- _Provided text_:
General information
- Location: Mariahu, Jaunpur District, Uttar Pradesh India
- Coordinates: 25°37′N 82°37′E﻿ / ﻿25.62°N 82.62°E
- Owner: Ministry of Railways (India)
- Operator: Indian Railways
- Line: Prayagraj-Mau-Gorakhpur line
- Platforms: 1
- Tracks: 1
- Connections: Bus stand, Taxi stand, Auto stand

Construction
- Structure type: Standard

Other information
- Status: Active
- Station code: MAY

History
- Opened: 1905

Passengers
- 500 - 1,000

Services
- Computerized Ticketing Counters Parking Disabled Access

= Mariahu railway station =

Railway station in Uttar Pradesh, India

Mariahu railway station (station code MAY) is located in Mariahu, Jaunpur District, Uttar Pradesh, India.

This station is part of Northern Railway Zone's Lucknow NR Division and the Prayagraj-Gorakhpur line via Jaunpur-Ayodhya-Mau.

This station is a category (NSG 5) in Northern Railway.

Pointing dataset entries

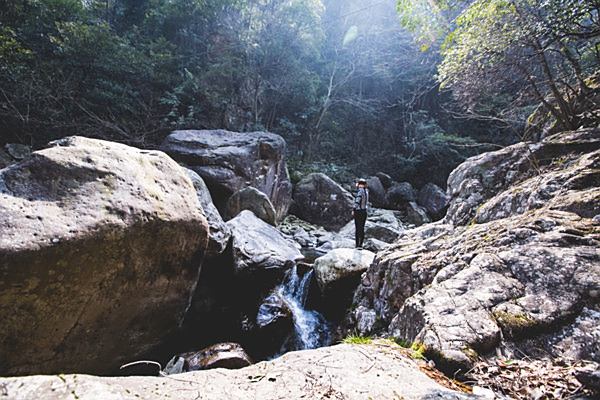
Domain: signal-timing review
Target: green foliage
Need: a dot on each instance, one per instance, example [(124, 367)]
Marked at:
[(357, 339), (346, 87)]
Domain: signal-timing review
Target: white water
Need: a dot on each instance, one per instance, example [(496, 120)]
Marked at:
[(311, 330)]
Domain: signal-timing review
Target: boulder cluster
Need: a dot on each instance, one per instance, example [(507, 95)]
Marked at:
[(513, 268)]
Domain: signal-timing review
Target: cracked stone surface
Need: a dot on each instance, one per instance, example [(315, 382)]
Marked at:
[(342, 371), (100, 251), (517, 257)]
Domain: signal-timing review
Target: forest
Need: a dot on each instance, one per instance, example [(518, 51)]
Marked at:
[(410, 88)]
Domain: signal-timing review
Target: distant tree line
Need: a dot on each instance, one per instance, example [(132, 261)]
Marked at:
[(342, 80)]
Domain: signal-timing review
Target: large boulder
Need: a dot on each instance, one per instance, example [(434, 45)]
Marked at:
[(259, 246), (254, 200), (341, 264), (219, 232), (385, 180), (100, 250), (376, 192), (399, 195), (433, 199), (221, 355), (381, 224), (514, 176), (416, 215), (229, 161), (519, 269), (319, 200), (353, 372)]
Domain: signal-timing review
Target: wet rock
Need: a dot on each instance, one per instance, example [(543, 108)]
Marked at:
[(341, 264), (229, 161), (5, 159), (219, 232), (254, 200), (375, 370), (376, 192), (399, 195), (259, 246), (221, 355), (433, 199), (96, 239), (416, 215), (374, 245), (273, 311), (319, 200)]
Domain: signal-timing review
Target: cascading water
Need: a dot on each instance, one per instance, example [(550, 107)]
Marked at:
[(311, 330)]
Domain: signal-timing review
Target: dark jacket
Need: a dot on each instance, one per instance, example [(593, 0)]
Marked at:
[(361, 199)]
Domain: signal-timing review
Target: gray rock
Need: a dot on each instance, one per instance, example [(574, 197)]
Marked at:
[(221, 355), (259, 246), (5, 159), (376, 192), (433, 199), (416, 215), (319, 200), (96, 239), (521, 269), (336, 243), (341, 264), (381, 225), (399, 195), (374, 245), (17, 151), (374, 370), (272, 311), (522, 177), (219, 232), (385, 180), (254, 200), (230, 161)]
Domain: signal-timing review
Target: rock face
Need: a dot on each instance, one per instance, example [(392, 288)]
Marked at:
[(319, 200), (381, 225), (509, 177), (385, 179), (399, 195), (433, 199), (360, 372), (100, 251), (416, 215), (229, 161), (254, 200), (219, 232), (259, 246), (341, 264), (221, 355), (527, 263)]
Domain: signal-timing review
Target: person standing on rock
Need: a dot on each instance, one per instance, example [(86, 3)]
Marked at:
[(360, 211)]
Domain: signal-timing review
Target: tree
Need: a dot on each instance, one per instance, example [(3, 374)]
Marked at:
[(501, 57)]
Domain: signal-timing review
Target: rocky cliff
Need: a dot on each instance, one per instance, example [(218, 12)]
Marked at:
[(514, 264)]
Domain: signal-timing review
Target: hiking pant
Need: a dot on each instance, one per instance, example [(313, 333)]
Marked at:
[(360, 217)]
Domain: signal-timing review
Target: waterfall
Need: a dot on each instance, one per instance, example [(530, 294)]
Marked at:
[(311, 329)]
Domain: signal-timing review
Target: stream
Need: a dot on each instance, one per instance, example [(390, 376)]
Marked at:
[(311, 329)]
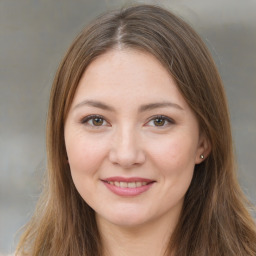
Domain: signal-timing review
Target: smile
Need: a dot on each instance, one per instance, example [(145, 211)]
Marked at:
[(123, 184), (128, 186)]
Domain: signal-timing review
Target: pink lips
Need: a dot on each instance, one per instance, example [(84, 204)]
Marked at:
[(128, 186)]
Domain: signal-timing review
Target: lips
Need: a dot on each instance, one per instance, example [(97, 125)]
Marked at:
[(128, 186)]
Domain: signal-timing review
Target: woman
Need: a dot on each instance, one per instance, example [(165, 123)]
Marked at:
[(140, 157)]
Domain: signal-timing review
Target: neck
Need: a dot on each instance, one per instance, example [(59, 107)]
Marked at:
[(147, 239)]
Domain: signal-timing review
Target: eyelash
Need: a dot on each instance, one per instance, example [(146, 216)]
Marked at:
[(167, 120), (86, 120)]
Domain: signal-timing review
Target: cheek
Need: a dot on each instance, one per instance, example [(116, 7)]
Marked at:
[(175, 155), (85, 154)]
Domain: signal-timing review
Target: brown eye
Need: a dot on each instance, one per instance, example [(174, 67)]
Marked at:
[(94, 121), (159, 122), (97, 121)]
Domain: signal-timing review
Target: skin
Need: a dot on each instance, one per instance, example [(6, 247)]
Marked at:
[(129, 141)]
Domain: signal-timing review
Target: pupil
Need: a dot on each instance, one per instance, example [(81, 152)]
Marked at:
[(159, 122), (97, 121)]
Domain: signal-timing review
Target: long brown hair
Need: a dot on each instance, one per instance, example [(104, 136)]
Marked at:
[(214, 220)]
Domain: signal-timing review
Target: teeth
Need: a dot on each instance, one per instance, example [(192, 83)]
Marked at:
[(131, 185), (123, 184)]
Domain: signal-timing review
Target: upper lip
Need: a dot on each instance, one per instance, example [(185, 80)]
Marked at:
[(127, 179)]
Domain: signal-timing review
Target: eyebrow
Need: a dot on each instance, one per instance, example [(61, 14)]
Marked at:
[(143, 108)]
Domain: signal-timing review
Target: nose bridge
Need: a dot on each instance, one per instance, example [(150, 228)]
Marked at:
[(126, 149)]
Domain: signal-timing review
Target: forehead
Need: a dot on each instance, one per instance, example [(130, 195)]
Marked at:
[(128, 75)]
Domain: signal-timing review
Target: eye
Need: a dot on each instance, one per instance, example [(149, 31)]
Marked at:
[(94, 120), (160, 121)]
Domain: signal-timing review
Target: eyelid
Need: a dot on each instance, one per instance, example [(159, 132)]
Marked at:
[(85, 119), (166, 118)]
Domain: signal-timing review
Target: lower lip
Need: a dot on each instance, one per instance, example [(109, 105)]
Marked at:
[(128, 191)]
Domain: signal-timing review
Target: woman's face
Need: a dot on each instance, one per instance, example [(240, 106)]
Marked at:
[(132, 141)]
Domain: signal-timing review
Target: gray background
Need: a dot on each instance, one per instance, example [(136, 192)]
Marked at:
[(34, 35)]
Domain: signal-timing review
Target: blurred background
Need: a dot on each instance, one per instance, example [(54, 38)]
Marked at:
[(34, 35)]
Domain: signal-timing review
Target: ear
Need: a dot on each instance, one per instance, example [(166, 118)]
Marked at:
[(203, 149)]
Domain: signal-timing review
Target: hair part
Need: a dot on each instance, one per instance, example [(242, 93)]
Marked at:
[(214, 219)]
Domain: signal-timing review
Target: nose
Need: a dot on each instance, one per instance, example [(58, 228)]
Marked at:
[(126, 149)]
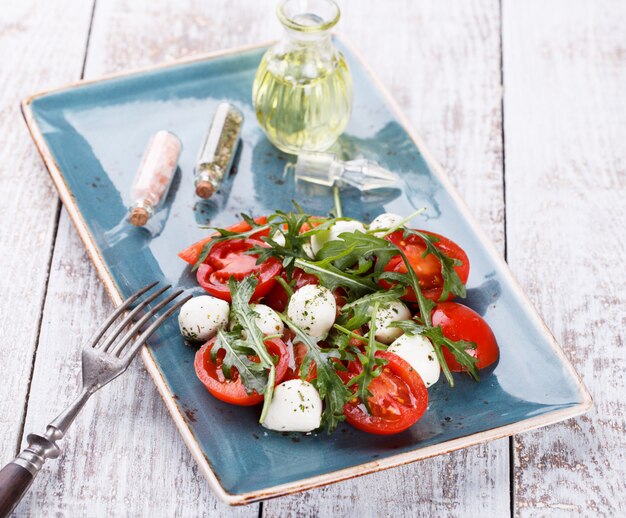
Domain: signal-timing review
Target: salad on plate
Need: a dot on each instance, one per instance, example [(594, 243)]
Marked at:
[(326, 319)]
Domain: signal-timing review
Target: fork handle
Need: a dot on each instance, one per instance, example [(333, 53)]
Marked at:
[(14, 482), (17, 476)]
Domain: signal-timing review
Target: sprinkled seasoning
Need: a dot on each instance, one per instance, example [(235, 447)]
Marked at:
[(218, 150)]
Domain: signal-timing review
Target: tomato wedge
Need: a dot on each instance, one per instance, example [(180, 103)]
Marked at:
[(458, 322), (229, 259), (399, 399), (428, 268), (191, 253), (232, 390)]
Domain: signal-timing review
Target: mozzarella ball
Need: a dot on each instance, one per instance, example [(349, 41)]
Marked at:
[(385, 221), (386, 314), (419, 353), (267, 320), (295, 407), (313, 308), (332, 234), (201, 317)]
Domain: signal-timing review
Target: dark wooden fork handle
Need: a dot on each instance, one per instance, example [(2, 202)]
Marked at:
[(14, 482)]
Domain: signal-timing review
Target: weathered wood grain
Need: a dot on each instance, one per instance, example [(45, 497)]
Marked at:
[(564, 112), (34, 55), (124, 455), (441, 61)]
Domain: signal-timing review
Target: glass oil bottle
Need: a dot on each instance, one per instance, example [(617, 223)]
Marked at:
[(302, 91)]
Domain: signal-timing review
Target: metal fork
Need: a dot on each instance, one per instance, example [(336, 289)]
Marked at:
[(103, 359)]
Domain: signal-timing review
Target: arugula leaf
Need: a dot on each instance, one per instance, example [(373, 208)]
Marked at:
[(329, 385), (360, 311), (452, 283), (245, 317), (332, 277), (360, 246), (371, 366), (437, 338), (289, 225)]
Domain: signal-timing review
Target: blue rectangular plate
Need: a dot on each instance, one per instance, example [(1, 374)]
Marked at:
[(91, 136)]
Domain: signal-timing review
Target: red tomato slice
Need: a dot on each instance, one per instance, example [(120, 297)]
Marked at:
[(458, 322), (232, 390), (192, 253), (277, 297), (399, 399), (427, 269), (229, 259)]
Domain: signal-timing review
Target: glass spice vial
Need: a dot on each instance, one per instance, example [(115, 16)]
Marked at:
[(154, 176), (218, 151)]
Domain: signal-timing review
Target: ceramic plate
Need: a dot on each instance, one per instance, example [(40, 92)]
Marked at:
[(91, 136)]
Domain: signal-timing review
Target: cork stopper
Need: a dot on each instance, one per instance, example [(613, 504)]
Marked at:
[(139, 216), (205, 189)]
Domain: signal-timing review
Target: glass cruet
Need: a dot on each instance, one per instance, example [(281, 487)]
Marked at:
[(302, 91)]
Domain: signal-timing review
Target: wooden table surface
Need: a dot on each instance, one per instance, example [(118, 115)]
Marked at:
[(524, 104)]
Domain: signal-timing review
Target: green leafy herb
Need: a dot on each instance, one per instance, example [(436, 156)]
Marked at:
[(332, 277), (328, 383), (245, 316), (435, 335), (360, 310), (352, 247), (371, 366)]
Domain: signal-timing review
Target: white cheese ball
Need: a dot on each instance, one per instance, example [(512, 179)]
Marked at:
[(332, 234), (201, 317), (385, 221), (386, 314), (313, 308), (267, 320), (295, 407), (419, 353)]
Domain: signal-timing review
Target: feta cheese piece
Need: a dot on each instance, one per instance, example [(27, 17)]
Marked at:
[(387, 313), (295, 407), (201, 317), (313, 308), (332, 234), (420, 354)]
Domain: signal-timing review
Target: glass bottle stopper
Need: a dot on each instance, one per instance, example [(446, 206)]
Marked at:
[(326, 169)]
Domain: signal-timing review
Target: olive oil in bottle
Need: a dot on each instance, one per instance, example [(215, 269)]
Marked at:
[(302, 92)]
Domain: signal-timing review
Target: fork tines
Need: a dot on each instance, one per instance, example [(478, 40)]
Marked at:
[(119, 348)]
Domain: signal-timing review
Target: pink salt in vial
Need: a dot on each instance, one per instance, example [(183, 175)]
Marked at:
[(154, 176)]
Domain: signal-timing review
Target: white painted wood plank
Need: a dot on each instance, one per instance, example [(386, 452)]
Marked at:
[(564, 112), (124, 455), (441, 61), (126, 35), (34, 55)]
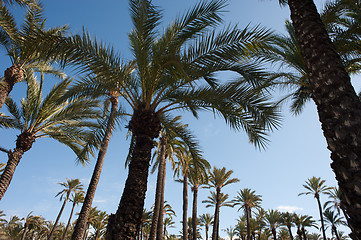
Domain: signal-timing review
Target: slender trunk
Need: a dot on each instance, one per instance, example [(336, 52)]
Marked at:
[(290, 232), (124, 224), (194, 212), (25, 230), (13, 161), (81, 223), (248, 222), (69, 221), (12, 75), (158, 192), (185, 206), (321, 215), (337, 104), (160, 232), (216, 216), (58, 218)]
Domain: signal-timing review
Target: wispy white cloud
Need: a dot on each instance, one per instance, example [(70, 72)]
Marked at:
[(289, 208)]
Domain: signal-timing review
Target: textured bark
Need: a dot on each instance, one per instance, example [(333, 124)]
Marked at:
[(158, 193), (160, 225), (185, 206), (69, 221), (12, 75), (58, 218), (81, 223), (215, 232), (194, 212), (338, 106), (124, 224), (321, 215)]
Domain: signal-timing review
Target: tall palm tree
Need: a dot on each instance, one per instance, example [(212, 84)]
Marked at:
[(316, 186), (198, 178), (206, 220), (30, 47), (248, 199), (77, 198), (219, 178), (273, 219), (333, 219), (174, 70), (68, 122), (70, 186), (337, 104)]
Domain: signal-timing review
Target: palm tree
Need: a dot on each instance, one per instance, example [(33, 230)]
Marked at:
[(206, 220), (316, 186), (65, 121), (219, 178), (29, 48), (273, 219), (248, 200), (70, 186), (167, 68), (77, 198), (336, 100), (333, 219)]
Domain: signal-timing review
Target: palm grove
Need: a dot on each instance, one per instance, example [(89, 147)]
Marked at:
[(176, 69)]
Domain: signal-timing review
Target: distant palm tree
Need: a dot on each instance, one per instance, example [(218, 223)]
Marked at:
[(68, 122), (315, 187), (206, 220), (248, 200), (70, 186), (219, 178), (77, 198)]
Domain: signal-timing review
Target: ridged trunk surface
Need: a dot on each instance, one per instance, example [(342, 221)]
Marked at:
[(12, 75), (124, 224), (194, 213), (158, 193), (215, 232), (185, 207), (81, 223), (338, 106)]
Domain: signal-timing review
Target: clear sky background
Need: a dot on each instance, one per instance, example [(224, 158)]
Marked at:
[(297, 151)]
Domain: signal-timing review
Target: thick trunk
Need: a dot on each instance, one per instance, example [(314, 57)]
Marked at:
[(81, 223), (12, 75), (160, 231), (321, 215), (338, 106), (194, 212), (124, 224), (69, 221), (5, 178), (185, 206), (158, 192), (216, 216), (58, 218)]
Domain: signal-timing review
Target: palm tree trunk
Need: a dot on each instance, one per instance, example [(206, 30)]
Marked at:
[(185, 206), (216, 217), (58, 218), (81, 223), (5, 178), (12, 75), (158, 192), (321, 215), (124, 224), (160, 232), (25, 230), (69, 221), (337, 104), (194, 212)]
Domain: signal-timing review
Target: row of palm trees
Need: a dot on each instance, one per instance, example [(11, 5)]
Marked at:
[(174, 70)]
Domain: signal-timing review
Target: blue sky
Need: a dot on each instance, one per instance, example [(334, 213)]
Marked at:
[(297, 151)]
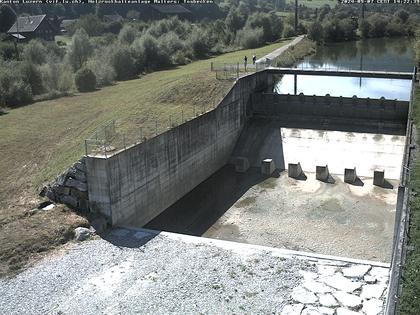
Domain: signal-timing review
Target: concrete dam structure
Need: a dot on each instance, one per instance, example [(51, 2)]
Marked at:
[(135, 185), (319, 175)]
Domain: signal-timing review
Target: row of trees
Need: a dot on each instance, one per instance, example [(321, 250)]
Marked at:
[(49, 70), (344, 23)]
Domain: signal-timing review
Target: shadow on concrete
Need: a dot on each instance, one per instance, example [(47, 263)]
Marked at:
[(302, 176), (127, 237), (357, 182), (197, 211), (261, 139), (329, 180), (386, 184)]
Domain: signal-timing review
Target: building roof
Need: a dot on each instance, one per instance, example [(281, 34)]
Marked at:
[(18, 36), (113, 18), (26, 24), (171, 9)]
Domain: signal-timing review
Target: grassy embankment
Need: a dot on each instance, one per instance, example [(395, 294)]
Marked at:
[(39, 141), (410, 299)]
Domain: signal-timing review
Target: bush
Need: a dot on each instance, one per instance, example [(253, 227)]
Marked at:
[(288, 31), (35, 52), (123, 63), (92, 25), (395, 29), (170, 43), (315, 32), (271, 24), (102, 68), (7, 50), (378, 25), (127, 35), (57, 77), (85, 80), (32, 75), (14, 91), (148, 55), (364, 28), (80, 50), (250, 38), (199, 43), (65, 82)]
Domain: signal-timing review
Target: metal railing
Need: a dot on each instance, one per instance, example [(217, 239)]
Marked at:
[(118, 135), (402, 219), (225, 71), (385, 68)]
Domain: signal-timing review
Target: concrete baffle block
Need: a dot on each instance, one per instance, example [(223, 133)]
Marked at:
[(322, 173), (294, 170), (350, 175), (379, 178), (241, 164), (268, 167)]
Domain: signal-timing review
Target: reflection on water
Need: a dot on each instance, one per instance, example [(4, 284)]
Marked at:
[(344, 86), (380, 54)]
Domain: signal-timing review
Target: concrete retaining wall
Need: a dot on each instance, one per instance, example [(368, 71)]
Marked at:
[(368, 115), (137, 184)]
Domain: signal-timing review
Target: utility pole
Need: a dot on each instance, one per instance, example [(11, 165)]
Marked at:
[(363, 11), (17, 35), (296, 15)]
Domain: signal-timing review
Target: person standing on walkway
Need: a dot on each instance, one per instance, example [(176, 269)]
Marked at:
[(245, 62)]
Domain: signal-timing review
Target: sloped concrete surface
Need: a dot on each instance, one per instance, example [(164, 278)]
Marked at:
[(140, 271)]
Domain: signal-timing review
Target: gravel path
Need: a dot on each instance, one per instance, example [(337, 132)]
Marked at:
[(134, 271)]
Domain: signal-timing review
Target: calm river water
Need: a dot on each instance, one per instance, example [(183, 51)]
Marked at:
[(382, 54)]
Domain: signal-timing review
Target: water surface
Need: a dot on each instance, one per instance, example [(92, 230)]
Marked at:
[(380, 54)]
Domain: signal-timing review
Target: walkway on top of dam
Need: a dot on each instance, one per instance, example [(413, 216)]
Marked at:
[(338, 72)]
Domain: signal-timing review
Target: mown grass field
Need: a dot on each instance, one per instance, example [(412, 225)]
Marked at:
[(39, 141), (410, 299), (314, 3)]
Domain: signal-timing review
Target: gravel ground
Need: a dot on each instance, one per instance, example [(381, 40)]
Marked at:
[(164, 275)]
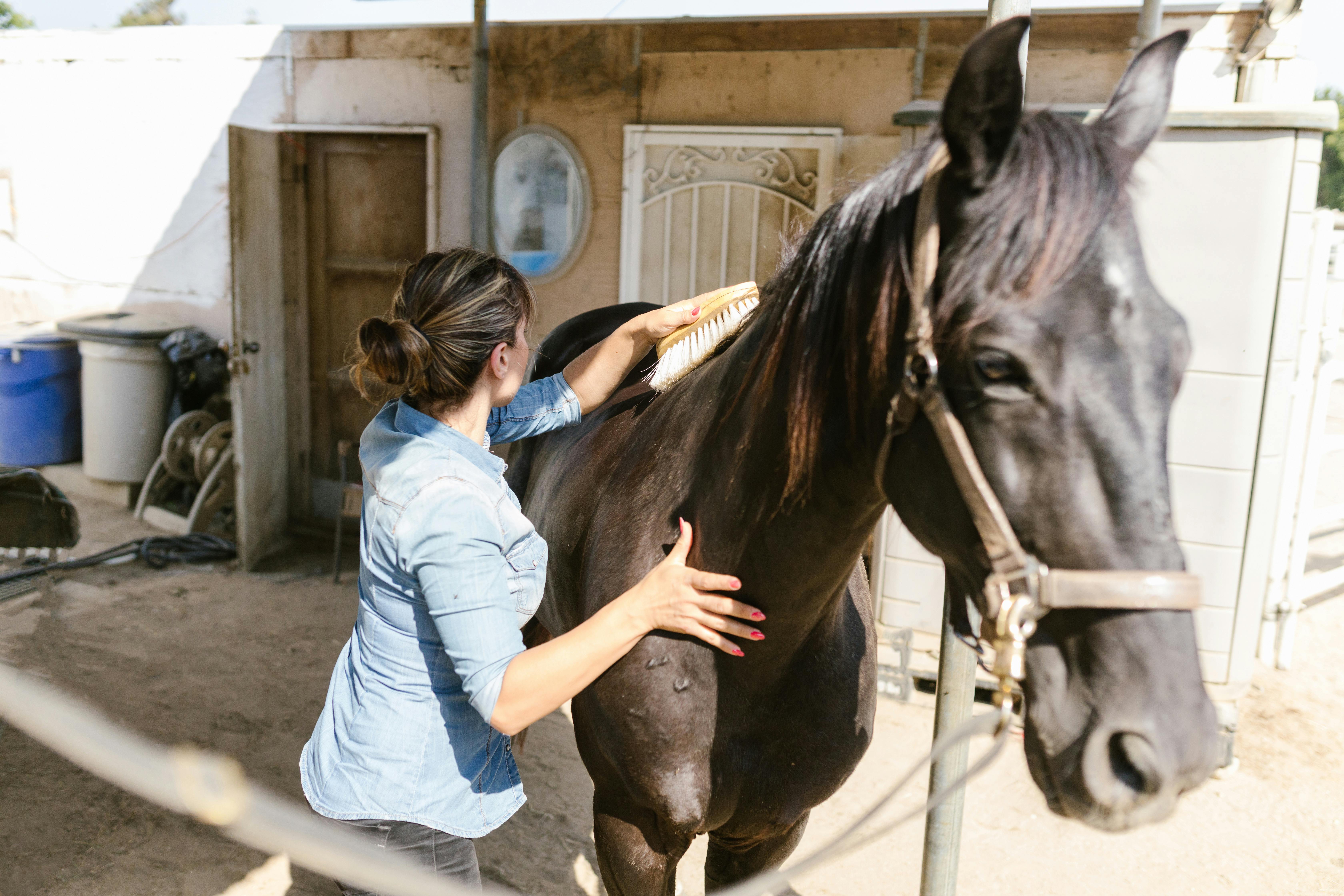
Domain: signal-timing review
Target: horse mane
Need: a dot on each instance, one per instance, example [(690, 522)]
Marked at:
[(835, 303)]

- _Problem set_:
1 > Repeat the Mariahu railway station text word for word, from the words "Railway station in" up to and including the words "in Northern Railway.".
2 > Return a copy of each line in the entries that contains the word "handle".

- _Answers given_:
1 >
Railway station in Uttar Pradesh, India

Mariahu railway station (station code MAY) is located in Mariahu, Jaunpur District, Uttar Pradesh, India.

This station is part of Northern Railway Zone's Lucknow NR Division and the Prayagraj-Gorakhpur line via Jaunpur-Ayodhya-Mau.

This station is a category (NSG 5) in Northern Railway.

2 >
Target: fork handle
Target: dark wooden fork handle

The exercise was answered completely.